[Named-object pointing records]
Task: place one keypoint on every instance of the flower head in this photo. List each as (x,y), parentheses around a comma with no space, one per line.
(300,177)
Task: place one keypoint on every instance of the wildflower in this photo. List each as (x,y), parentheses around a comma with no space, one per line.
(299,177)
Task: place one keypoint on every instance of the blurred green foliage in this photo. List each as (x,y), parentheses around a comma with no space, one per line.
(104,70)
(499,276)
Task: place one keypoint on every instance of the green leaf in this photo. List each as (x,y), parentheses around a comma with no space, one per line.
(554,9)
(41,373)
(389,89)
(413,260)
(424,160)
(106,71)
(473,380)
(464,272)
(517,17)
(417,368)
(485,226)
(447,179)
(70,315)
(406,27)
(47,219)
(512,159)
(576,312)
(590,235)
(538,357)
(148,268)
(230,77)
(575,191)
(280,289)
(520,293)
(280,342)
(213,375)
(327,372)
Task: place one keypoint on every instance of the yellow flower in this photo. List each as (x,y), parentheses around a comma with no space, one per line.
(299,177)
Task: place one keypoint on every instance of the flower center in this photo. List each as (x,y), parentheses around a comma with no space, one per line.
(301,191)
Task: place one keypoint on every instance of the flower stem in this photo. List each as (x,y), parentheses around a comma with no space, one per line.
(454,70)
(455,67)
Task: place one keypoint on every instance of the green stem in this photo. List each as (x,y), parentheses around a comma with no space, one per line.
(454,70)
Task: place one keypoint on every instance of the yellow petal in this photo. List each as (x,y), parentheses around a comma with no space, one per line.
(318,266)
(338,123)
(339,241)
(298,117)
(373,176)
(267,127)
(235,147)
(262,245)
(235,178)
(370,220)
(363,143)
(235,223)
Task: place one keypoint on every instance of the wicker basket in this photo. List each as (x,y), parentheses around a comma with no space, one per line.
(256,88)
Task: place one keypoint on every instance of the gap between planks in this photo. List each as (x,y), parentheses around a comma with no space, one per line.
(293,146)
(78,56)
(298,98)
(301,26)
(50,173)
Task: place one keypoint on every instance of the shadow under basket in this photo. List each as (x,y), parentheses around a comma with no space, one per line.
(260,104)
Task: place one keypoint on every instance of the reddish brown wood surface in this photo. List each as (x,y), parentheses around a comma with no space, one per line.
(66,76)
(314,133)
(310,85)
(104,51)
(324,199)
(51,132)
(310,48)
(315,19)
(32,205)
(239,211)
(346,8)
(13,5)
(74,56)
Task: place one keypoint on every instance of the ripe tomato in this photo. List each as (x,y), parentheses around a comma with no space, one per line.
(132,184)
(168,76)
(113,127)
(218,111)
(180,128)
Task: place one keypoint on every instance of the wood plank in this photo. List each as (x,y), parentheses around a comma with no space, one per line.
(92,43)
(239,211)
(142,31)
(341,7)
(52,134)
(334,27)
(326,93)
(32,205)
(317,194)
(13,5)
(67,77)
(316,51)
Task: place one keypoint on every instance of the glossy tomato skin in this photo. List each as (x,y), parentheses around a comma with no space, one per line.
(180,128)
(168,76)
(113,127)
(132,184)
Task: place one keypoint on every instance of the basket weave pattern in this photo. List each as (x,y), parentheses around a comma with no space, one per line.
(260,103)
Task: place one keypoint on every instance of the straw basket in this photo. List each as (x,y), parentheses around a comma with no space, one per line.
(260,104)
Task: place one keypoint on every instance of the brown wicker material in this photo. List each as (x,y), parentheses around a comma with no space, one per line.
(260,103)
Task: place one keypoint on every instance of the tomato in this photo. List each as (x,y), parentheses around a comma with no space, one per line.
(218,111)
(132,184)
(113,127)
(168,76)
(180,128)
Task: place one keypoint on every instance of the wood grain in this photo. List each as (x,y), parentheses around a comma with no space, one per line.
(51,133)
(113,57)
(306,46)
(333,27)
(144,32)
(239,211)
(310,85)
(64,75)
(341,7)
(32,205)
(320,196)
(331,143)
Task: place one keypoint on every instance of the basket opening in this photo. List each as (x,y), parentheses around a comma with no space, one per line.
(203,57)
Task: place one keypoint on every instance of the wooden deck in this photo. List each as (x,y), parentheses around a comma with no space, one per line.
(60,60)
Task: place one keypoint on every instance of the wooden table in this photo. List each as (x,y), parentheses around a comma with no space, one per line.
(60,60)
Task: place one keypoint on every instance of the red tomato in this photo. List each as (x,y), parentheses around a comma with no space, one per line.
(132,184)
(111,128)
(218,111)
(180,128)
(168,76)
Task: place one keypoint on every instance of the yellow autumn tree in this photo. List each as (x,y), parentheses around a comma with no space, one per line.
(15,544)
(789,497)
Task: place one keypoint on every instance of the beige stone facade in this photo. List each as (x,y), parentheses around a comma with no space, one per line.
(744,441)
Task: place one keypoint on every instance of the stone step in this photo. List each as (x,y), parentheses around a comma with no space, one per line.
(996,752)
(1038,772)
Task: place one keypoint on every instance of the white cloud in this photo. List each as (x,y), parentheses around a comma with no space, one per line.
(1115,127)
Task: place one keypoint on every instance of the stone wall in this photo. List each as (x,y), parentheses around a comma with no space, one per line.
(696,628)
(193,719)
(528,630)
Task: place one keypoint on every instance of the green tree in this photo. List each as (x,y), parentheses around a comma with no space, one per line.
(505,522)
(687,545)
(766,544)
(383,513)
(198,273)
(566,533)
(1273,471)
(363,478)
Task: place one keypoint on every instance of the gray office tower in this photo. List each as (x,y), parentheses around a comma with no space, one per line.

Objective:
Set down, word for word, only the lines running from the line with "Task: place one keypoint on every instance of the basket opening" to the last line of the listing above. Both of those lines belong in your answer.

Exercise output:
Task: place one keypoint on every instance of the basket opening in this photo. List each as (x,y), parentheses around a comma with no space, one per line.
(203,57)
Task: place one keypoint on every instance of the wooden deck in this photo. List each as (x,y), parentheses around a comma with no space, one per line.
(60,60)
Task: place one keypoint on every instance of the wooden table in this photo. List each as (x,y), parentheses around a comma with no space, one per line.
(60,60)
Task: place one keypoint on every instance of the red tomato in this photo. List each as (x,y), parentheses around a comma with no space, one per line.
(132,184)
(111,128)
(218,111)
(180,128)
(168,76)
Task: place one keypoint on every instance of the yellow autumn tree in this photo. List each as (x,y), parentheses around a comma with no space, one per line.
(15,544)
(789,497)
Task: place one keypoint on every instance of the beige stone facade in this photo. List each as (x,y), parentheses around a comma with no space, one per line.
(744,441)
Task: place one keypoint on every instance of the stone step in this photo. List each as (x,y), parentheses around a comma with no space, one per line.
(996,752)
(1038,772)
Task: place one keypoint on every instance of the white cloud in this photo. List each as (x,y), parentheses around a comma with no space, one per line.
(1115,127)
Task: place one keypoint on every instance of the stone wall in this photo. List each as (x,y), parentheses around a comma with no space, one per line.
(696,628)
(193,719)
(528,630)
Task: place one keypoint on every instance of the green tree in this photo. List each as (x,y), parentheses around a comma with no space, one per line.
(505,522)
(687,545)
(766,544)
(383,513)
(198,273)
(566,533)
(1273,471)
(363,478)
Task: place one keypoint on every instance of the gray office tower in this photo. List each as (x,y), parentheses around a comma with no space, one per line.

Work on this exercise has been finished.